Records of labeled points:
-.-.-

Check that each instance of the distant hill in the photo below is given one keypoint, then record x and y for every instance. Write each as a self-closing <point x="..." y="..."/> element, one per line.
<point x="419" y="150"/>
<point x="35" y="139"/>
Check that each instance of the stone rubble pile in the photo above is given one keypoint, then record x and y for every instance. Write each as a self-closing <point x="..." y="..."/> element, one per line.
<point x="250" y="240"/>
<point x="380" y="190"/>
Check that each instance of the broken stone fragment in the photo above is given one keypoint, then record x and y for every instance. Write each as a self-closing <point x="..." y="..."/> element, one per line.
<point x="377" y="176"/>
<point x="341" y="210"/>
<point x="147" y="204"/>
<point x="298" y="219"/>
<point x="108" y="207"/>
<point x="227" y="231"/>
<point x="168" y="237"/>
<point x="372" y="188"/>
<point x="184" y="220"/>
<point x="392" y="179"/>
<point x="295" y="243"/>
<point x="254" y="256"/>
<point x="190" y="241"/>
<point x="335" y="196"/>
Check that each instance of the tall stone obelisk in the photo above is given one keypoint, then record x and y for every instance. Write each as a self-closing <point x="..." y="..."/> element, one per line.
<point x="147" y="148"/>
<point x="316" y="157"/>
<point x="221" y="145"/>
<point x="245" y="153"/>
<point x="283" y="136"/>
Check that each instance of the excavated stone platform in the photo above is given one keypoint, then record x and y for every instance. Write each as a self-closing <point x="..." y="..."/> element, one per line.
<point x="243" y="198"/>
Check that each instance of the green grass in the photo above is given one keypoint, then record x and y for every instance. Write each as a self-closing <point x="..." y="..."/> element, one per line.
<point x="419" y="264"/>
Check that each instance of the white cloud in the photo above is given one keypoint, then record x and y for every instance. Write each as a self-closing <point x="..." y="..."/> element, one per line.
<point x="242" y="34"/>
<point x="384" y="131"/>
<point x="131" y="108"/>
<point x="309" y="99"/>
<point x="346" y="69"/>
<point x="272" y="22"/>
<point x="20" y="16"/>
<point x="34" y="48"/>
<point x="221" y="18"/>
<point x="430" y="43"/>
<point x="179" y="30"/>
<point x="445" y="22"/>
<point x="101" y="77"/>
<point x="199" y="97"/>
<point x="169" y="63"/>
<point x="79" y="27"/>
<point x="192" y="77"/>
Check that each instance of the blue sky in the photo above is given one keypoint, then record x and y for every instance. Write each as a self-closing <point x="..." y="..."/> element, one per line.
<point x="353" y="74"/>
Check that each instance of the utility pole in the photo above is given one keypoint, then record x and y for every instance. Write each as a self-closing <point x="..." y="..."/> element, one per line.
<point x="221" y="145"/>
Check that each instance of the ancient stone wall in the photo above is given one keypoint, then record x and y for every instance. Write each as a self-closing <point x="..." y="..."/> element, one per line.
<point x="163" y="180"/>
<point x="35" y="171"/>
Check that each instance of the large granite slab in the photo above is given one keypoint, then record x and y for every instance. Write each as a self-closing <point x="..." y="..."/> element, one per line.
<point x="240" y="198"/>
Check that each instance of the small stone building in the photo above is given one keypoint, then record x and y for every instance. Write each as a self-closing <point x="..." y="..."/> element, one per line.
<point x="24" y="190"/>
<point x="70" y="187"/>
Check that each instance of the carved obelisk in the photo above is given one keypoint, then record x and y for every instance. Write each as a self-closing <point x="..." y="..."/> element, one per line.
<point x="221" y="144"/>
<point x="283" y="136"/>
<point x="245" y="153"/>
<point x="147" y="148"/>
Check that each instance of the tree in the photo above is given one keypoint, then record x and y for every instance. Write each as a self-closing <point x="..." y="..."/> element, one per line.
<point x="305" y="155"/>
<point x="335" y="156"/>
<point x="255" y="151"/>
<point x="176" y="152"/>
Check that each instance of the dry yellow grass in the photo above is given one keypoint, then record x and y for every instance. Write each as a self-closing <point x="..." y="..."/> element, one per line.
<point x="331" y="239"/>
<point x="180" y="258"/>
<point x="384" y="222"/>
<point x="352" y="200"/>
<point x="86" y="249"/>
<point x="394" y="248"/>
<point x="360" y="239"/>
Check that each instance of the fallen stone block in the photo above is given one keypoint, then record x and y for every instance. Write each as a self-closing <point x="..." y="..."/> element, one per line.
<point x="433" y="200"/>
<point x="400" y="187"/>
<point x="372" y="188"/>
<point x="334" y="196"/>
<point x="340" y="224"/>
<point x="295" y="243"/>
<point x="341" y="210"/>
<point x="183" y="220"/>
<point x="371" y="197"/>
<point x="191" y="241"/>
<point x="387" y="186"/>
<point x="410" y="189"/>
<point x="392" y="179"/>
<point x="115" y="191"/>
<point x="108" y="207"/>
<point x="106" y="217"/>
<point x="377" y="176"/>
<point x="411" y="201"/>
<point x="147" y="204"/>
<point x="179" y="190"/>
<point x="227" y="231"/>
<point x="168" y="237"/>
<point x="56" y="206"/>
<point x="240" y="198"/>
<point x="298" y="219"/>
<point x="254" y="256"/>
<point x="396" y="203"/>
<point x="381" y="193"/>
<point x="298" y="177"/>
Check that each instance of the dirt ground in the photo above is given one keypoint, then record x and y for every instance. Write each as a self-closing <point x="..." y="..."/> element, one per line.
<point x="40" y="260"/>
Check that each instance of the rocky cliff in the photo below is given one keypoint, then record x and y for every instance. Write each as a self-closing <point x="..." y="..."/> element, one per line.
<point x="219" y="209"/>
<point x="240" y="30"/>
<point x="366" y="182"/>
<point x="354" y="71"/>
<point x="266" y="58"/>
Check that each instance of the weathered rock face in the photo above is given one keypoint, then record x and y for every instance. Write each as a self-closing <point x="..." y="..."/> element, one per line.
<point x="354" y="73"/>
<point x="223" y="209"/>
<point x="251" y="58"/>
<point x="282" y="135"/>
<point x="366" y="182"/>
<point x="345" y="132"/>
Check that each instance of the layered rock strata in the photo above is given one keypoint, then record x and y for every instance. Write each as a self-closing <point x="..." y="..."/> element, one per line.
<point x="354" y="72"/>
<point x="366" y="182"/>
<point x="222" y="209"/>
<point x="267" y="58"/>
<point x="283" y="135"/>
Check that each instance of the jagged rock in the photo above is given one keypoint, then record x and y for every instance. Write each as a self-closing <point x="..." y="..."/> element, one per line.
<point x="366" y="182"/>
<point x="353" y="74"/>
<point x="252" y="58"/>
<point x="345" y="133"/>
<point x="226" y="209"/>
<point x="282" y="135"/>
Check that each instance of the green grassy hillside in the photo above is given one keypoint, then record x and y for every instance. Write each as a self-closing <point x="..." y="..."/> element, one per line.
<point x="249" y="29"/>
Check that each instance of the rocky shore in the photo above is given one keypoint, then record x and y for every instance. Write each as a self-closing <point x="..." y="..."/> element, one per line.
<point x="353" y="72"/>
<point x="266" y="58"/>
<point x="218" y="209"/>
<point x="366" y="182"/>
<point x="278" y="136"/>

-.-.-

> [Task brief] Swap "keypoint" for "marker" throughout the entries above, and give the lines again with nothing else changed.

> [Solution to this exercise]
Check that each instance of the distant hill in the photo below is given one marker, then record x and y for every instance. Write each as a self-closing <point x="..." y="..."/> element, one per line.
<point x="419" y="150"/>
<point x="35" y="139"/>
Check that each instance of the stone rubble pile in the photo above is given one marker, then record x and y for every instance. Write each as a self-closing <point x="..." y="..."/> element, one per line.
<point x="250" y="240"/>
<point x="380" y="190"/>
Check that each instance of the broken stone fragment in the photo above is given one marker, then record x and y for every instance. Write each as a self-closing <point x="..." y="..."/> element, one per line.
<point x="377" y="176"/>
<point x="341" y="210"/>
<point x="147" y="204"/>
<point x="298" y="219"/>
<point x="108" y="207"/>
<point x="227" y="231"/>
<point x="168" y="237"/>
<point x="372" y="188"/>
<point x="184" y="220"/>
<point x="392" y="179"/>
<point x="295" y="243"/>
<point x="254" y="256"/>
<point x="190" y="241"/>
<point x="335" y="196"/>
Check that each instance of the tall stone obelisk in the photo above is given one marker, then record x and y for every instance. Write each as a self-closing <point x="..." y="..."/> element, one per line.
<point x="147" y="148"/>
<point x="316" y="157"/>
<point x="221" y="145"/>
<point x="245" y="153"/>
<point x="283" y="136"/>
Check that each instance of the excavated stone platform in the photo above is given one marker, then record x and y for every instance. Write each as a self-closing <point x="..." y="..."/> element, one per line.
<point x="243" y="198"/>
Check that each instance of the green grass in the photo above is given one marker, then record x and y for every instance. Write each as a self-closing <point x="..." y="..."/> element, one per line.
<point x="419" y="264"/>
Check that each instance of the white cloud in the photo above is given one marker, then record x and y for every instance. Write each as a self-closing <point x="..." y="..."/> element, one per line.
<point x="242" y="34"/>
<point x="384" y="131"/>
<point x="131" y="108"/>
<point x="309" y="99"/>
<point x="346" y="69"/>
<point x="272" y="22"/>
<point x="20" y="16"/>
<point x="34" y="48"/>
<point x="221" y="18"/>
<point x="430" y="43"/>
<point x="179" y="30"/>
<point x="445" y="22"/>
<point x="101" y="77"/>
<point x="199" y="97"/>
<point x="169" y="63"/>
<point x="79" y="27"/>
<point x="192" y="77"/>
Check that each instance of the blue sky in the photo above is given one marker, then record x and y for every instance. Write each as a self-closing <point x="..." y="..."/> element, one per line.
<point x="353" y="74"/>
Check that each instance of the utility pole in the photo above is given one marker, then record x and y for every instance. Write each as a self-closing <point x="..." y="..."/> element, one per line.
<point x="221" y="145"/>
Check that each instance of the ancient stone wall in the photo above is given one marker, then record x and y for every instance. Write each as a self-closing <point x="..." y="..."/> element, one per line.
<point x="163" y="180"/>
<point x="35" y="171"/>
Check that each instance of the large granite slab in the photo above is given one marker, then record x and y for every instance. Write each as a self-closing <point x="..." y="..."/> element, one per line.
<point x="240" y="198"/>
Check that each instance of the small stone building in the photo above is given one marker, then record x and y for every instance. Write each as a self-closing <point x="..." y="..."/> element, one per line.
<point x="24" y="190"/>
<point x="70" y="187"/>
Check that each instance of the carved obelisk in the photo above is given one marker, then record x and y for every instance. Write each as a self-closing <point x="..." y="..."/> element, one per line.
<point x="221" y="144"/>
<point x="283" y="136"/>
<point x="245" y="153"/>
<point x="147" y="148"/>
Check that each instance of the tree in the photo above is given one marker, then record x and y for every instance. Write each as a self-closing <point x="..." y="..."/> element, one per line.
<point x="305" y="155"/>
<point x="335" y="156"/>
<point x="255" y="151"/>
<point x="176" y="152"/>
Check that each instance of the dry yellow grass in the photo above is given one marker, then record x and y for every instance. Write each as a self-closing <point x="..." y="..."/> element, one per line.
<point x="331" y="239"/>
<point x="180" y="258"/>
<point x="384" y="222"/>
<point x="352" y="200"/>
<point x="86" y="249"/>
<point x="394" y="248"/>
<point x="360" y="239"/>
Check that each instance of the fallen stone block in the photo above is given one marker, then record x and y for every instance. Write each as a self-closing <point x="..." y="..."/> element, one per line.
<point x="433" y="200"/>
<point x="400" y="187"/>
<point x="372" y="188"/>
<point x="334" y="196"/>
<point x="340" y="224"/>
<point x="295" y="243"/>
<point x="341" y="210"/>
<point x="183" y="220"/>
<point x="371" y="197"/>
<point x="191" y="241"/>
<point x="387" y="186"/>
<point x="410" y="189"/>
<point x="392" y="179"/>
<point x="115" y="191"/>
<point x="108" y="207"/>
<point x="106" y="217"/>
<point x="377" y="176"/>
<point x="411" y="201"/>
<point x="147" y="204"/>
<point x="179" y="190"/>
<point x="227" y="231"/>
<point x="168" y="237"/>
<point x="56" y="206"/>
<point x="240" y="198"/>
<point x="298" y="219"/>
<point x="254" y="256"/>
<point x="396" y="203"/>
<point x="381" y="193"/>
<point x="298" y="177"/>
Check that each instance of the dirt ground in the photo above is given one marker, then record x and y for every instance. Write each as a self-closing <point x="..." y="..."/> element, one per line.
<point x="40" y="260"/>
Check that each instance of the rocky cliff in the photo below is given one marker, then record x and y for every instance. Write each as a self-closing <point x="..." y="..."/> element, one per line.
<point x="219" y="209"/>
<point x="240" y="30"/>
<point x="366" y="182"/>
<point x="354" y="71"/>
<point x="266" y="58"/>
Check that each instance of the weathered rock face in the photo above is given one marker, then record x and y for every instance. Write each as a self-closing <point x="..." y="..."/> element, one per line.
<point x="354" y="73"/>
<point x="223" y="209"/>
<point x="251" y="58"/>
<point x="282" y="135"/>
<point x="366" y="182"/>
<point x="345" y="132"/>
Check that each instance of the layered rock strata in the photo above is given one marker, then record x and y for every instance. Write each as a self-closing <point x="..." y="..."/> element, one per line.
<point x="354" y="72"/>
<point x="366" y="182"/>
<point x="222" y="209"/>
<point x="267" y="58"/>
<point x="283" y="135"/>
Check that each instance of the jagged rock in the photo above is given one marker, then record x and y for every instance. Write each as a self-closing <point x="..." y="..."/> element, one per line.
<point x="366" y="182"/>
<point x="353" y="74"/>
<point x="252" y="58"/>
<point x="345" y="133"/>
<point x="226" y="209"/>
<point x="282" y="135"/>
Check that each instance of the green grassy hillside in the photo above is given one marker, then record x and y for every instance. Write each as a self-closing <point x="..." y="..."/> element, one per line.
<point x="249" y="29"/>
Check that each instance of the rocky shore in the photo above is given one marker, then record x and y for every instance. Write each as a self-closing <point x="..." y="..."/> element, one per line.
<point x="353" y="72"/>
<point x="266" y="58"/>
<point x="218" y="209"/>
<point x="366" y="182"/>
<point x="278" y="136"/>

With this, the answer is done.